TEXTE DE LA PAGE ▸
━━━━━━━━

Alors que son dernier pavé dépasse les 3 heures de contenu et qu'il s'inscrit comme étant la synthèse parfaite de ce qu'il sait faire de mieux, à savoir poser une atmosphère, happer par une narration enivrante et en délivrant une conclusion sous forme d'hommage à l'imaginaire qui l'a forgé, de prise de recul sur les projets de cette ampleur et d'appréhension de l'avenir, il y a fort à parier que du haut de ses 21 ans ce garçon n'en soit qu'au début d'une œuvre qui crie depuis toujours quelque chose de grand.

Et vu comment il m'a propulsé au septième ciel avec ce centième épisode, il est probable qu'il soit plus proche de la grâce que ce qu'il ne pense.

En attendant je vais continuer de le suivre, ce cher Feldup. Vu la lancée sur laquelle il s'est immiscé ces derniers temps il a tout en main pour transcender davantage sa formule et devenir à l'avenir l'un des plus grands.

━━━━━━━━

(Entrées d'un jeu de données)

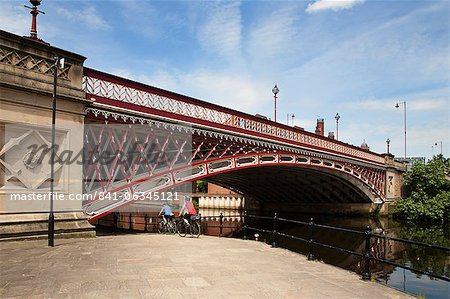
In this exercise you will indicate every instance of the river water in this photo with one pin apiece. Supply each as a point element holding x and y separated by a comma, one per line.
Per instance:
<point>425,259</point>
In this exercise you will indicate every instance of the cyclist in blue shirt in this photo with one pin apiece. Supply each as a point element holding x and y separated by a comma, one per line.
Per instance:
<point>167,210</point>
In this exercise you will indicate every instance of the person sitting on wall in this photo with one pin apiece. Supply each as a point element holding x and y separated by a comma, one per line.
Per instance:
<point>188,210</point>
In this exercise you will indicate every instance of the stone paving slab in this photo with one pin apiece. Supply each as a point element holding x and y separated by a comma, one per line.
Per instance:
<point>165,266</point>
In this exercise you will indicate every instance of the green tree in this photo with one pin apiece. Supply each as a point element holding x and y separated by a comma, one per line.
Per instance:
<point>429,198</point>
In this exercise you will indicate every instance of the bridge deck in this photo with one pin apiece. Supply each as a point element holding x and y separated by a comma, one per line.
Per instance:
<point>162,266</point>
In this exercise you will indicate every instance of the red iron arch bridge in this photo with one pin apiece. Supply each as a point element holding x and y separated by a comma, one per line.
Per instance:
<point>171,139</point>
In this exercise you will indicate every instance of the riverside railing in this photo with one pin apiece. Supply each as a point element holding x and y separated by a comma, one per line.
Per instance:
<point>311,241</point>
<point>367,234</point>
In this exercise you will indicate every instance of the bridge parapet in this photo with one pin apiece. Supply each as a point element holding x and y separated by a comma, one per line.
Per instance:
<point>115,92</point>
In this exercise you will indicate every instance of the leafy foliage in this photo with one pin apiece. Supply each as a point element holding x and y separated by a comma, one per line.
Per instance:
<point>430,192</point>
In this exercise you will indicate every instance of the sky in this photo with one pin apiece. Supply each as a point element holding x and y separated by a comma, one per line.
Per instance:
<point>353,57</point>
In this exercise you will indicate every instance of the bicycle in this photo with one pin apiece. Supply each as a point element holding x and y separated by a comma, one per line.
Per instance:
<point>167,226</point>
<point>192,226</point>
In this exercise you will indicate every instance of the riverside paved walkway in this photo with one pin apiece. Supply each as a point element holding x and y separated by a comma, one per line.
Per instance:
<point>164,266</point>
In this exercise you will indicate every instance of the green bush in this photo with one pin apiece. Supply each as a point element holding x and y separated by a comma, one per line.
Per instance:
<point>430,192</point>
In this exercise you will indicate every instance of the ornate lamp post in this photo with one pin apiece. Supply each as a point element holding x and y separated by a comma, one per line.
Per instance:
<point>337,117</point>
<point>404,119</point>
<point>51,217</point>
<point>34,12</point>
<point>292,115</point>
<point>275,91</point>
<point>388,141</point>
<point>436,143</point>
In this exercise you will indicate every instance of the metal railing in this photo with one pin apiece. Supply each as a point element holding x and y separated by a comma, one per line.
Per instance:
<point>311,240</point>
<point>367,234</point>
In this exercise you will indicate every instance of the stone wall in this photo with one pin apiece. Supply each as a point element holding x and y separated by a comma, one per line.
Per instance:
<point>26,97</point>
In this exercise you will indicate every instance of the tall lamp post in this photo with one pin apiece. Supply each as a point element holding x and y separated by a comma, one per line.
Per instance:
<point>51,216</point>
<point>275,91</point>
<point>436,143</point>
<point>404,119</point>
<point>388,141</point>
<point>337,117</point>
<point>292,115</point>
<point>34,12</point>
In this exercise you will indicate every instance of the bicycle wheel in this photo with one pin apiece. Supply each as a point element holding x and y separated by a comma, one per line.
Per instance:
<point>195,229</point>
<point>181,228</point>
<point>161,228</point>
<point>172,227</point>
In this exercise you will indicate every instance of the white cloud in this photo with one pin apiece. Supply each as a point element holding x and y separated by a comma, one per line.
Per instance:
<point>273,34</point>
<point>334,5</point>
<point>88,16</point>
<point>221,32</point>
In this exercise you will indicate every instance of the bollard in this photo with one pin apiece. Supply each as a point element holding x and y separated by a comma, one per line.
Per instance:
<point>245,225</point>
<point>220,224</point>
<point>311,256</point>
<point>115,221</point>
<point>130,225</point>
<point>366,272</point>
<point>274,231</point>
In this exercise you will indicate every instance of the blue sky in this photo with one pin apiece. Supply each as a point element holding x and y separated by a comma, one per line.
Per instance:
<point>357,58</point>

━━━━━━━━

CONSIGNES ▸
[1] D'après le texte de la page, quelle est la durée du dernier pavé ?
[2] Énumérez les formes que prend la conclusion du dernier pavé selon le texte de la page.
[3] Recopiez le passage du texte de la page allant de « Alors que son » jusqu'à « des plus grands. ».

CORRIGÉ ▸
[1] Il dépasse les 3 heures de contenu.

[2]
- hommage à l'imaginaire qui l'a forgé
- prise de recul sur les projets de cette ampleur
- appréhension de l'avenir

[3]
Alors que son dernier pavé dépasse les 3 heures de contenu et qu'il s'inscrit comme étant la synthèse parfaite de ce qu'il sait faire de mieux, à savoir poser une atmosphère, happer par une narration enivrante et en délivrant une conclusion sous forme d'hommage à l'imaginaire qui l'a forgé, de prise de recul sur les projets de cette ampleur et d'appréhension de l'avenir, il y a fort à parier que du haut de ses 21 ans ce garçon n'en soit qu'au début d'une œuvre qui crie depuis toujours quelque chose de grand.

Et vu comment il m'a propulsé au septième ciel avec ce centième épisode, il est probable qu'il soit plus proche de la grâce que ce qu'il ne pense.

En attendant je vais continuer de le suivre, ce cher Feldup. Vu la lancée sur laquelle il s'est immiscé ces derniers temps il a tout en main pour transcender davantage sa formule et devenir à l'avenir l'un des plus grands.